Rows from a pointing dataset
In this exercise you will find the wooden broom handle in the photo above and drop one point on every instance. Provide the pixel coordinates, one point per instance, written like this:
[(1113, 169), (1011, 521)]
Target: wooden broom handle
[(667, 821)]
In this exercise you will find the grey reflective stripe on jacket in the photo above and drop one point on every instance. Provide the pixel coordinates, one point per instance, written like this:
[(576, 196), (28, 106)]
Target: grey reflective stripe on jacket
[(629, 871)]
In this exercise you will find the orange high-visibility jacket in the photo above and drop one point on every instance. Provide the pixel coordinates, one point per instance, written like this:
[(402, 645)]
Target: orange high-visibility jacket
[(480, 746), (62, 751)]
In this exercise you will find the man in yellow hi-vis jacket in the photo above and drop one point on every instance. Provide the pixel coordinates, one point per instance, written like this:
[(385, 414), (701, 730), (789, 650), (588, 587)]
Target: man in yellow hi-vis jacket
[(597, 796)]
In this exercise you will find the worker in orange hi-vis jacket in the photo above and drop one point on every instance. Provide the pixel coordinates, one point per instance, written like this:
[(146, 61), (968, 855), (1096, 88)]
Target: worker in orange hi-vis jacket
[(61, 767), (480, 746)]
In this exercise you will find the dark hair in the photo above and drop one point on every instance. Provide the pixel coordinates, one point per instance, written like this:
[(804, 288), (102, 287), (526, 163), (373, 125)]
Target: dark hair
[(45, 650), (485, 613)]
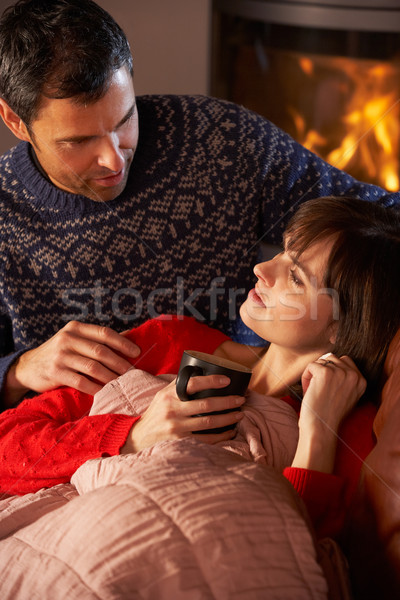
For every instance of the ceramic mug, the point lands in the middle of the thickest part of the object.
(195, 363)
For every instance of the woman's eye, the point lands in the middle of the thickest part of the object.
(296, 280)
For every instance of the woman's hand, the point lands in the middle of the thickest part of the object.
(169, 418)
(332, 386)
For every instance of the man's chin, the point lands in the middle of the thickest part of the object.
(100, 193)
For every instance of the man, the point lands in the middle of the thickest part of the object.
(102, 227)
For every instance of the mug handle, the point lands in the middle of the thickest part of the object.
(183, 378)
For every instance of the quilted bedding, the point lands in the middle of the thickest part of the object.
(181, 520)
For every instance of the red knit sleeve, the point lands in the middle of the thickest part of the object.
(324, 496)
(46, 438)
(163, 340)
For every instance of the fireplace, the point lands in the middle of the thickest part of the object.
(326, 73)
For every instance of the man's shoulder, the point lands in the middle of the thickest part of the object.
(189, 102)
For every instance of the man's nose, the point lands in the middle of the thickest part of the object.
(110, 155)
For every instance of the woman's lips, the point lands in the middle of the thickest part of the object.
(256, 298)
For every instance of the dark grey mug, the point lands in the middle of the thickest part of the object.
(195, 363)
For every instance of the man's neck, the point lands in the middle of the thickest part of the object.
(37, 163)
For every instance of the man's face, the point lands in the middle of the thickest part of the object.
(88, 149)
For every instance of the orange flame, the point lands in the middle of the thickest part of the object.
(366, 134)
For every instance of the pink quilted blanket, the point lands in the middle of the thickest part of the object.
(181, 520)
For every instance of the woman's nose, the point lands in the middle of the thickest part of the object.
(265, 272)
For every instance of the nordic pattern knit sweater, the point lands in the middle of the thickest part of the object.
(208, 181)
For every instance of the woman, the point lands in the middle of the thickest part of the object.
(325, 293)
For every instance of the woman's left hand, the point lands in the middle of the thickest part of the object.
(332, 386)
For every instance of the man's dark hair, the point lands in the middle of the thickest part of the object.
(59, 49)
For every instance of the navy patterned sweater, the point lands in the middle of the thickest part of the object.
(209, 181)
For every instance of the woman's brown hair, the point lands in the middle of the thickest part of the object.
(363, 268)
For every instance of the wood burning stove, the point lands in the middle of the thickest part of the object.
(327, 73)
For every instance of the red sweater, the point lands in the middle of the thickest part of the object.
(46, 438)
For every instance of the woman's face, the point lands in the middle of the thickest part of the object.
(290, 306)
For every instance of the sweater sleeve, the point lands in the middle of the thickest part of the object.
(324, 497)
(46, 438)
(163, 340)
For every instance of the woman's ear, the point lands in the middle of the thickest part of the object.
(13, 122)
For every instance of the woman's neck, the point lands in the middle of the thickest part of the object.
(278, 370)
(275, 370)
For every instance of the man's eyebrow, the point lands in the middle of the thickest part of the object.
(127, 116)
(82, 138)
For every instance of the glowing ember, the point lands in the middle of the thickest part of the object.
(354, 120)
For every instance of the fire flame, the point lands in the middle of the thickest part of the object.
(355, 121)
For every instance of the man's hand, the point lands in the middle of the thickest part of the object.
(169, 418)
(80, 355)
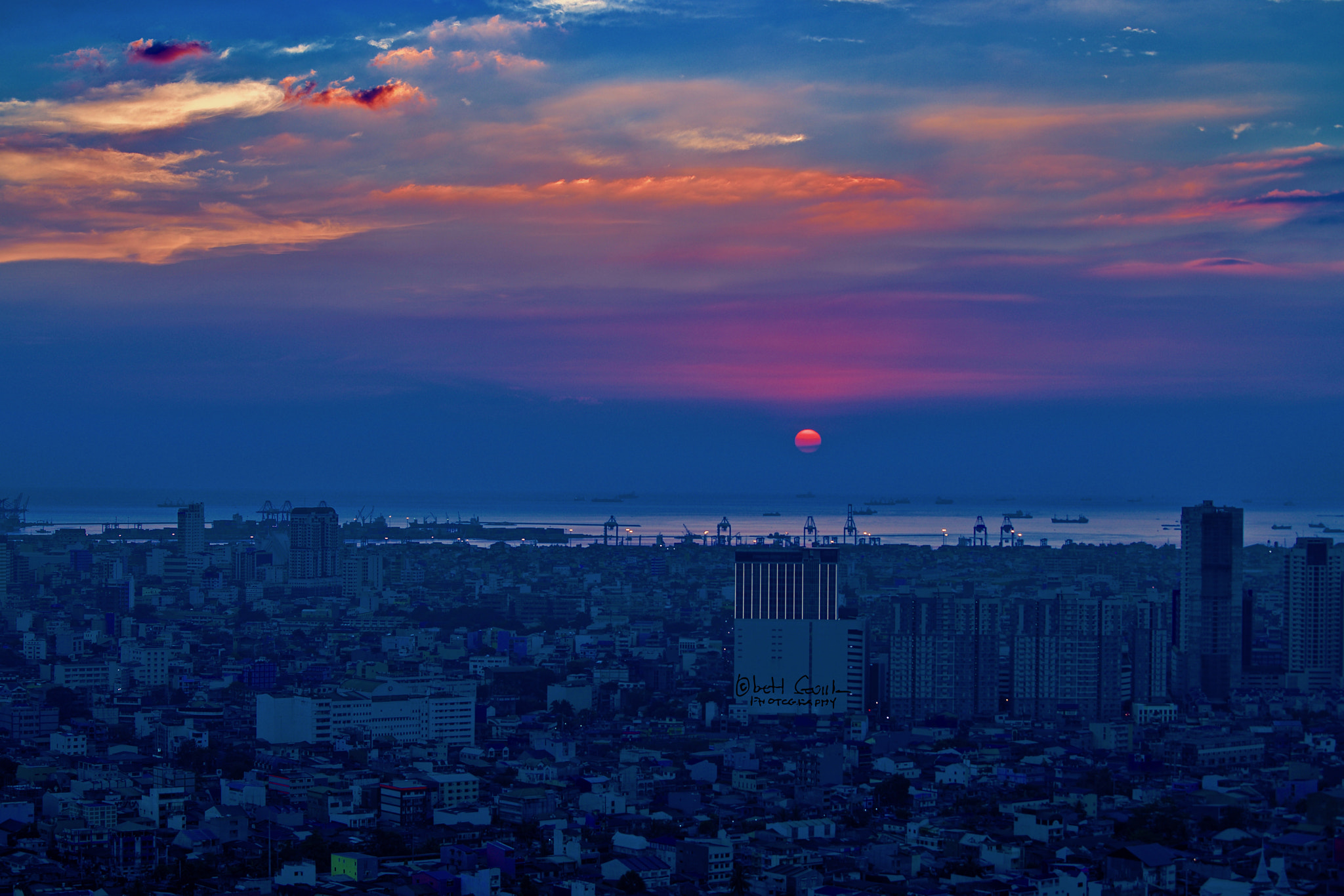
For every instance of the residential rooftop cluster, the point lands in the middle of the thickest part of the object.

◆ Direction
Copy out every item above word for word, but leave out the pictures.

◆ Written reply
In this exercise you will find the wooden broom handle in the photo above and drop one point on every instance. Provide the pixel coordinates, one point per instance, written like this:
[(1113, 169), (1011, 521)]
Target: wooden broom handle
[(667, 821)]
In this exercise you will find the grey reflective stripe on jacket in the photo above and drop one point on every instance. Provide the pixel coordinates, one point per instance, written like this:
[(576, 196), (28, 106)]
Target: grey reflective stripe on jacket
[(629, 871)]
In this exercise you will find the orange high-visibility jacket in the photo above and drop one point on every instance. Provide the pixel coordinates, one point per instance, written like this:
[(402, 645)]
Target: orange high-visibility jacket
[(480, 746), (62, 751)]
In this exercise you will find the man in yellow hi-vis jacket in the photo above and drop one point on every instance. Provide the pixel coordinates, one point per instance, written like this:
[(385, 414), (701, 730), (789, 650), (588, 587)]
Target: man in yellow hi-vis jacket
[(597, 796)]
In this exercise you will find the worker in orange hi-vis jacket in the photo above and drop one point on every instance. Provide the pixel coordinates, one point per instance, written like this:
[(146, 61), (968, 855), (1096, 88)]
Target: worker in orange hi-vis jacket
[(61, 767), (480, 746)]
In this exercise you will find the dark hair in the photo above and drop one point on every instance. Provide the pixel coordinates, one point per instance, written like this:
[(804, 288), (102, 287), (526, 163), (373, 125)]
Target: dark hair
[(45, 650), (485, 613)]
For every instance of the ceramic mug, the point lands in the middle of the thickest part of the object.
(195, 363)
For every instance of the woman's eye, the point lands in the middle of the thickest part of the object.
(296, 280)
For every instance of the woman's hand, the point lands in the middle of the thickest part of the object.
(169, 418)
(332, 386)
For every instance of the man's chin, the point lands in the middle of the thickest part of the object.
(100, 193)
For every instance of the man, the point lands in the middle of the thickest part of the object.
(102, 227)
For every instance of the mug handle, the point lands in the middle of the thickest part of the object.
(183, 378)
For every instance of the quilted bedding, the point lands in the middle of the thickest part of the object.
(181, 520)
For every instance of the red knit sleeve, the point lands in the middle of the thickest part of the object.
(324, 496)
(46, 438)
(163, 340)
For every instance of the fireplace, the point lands in the middle of the thickest part of the object.
(326, 73)
For every instance of the man's shoulder, the point lands in the middle of the thickest part of the object.
(189, 102)
For every instance of the man's nose, the point lands in the middle of the thickest part of the object.
(110, 155)
For every instance of the woman's lips, the point lands in the middle of the thickest part of the object.
(256, 298)
For every instance of the dark grey mug, the point lands in the middle of the thickest part of the object.
(195, 363)
For every instance of the man's neck, the point lands in the middle of the thickest part of the object.
(37, 163)
For every instance of the man's face, the point lands in the middle of the thickest part of the object.
(88, 149)
For every instance of the orange flame, the point lands in the middle of the thickest part of the object.
(366, 134)
For every instance of the pink quilted blanket, the point lands in the middle of the thickest part of the object.
(181, 520)
For every instance of the woman's nose, the point lands in the middle of the thickest part of the object.
(265, 272)
For every instance of the nordic pattern knit sweater, the point lands in the middle of the thickest part of the object.
(208, 181)
For every instance of the woman, the point lands in the middle of the thickest part of the object.
(325, 293)
For every instance of the woman's left hand, the point lands in the middle of the thickest part of the object.
(332, 386)
For every instance of the man's dark hair, the point lands in the middle of the thickest part of the object.
(59, 49)
For every instance of the navy patterned sweater, the point lands in the middle of the thickest part of the object.
(209, 181)
For every instance of the woman's brown hair, the point lands in the middle of the thickest part of the object.
(363, 268)
For every instance of the wood burning stove, the point lands in the middle of the thickest part of the object.
(327, 73)
For every instance of the red sweater, the point lands in the middle of the thickest part of the object.
(46, 438)
For every instance of the woman's face, the point lands in the middle of the thickest part of the object.
(290, 306)
For every instance of the sweater sleeve, the point lands in the middle of the thickest part of the object.
(324, 497)
(46, 438)
(163, 340)
For every instance of the woman's ear, the point lands in the middle of the thickest part of the object.
(13, 122)
For every instance of the woman's neck, the point lands in the middle of the thickest part of the object.
(278, 370)
(275, 370)
For every instance of the man's eyebrow, the point lands in the middle of the thickest part of the object.
(127, 116)
(82, 138)
For every instance of the glowing ember, the point lands in the middle of the thickest part of the object.
(354, 120)
For every instance of the fire flame, the point lands in the middle of the thickest part of the object.
(355, 121)
For every instance of the man's hand, the point lands in the middle of the thickest part of the object.
(169, 418)
(80, 355)
For every instance of the residential rooftop cluster, the point lands in the middle of the thickest part of the object.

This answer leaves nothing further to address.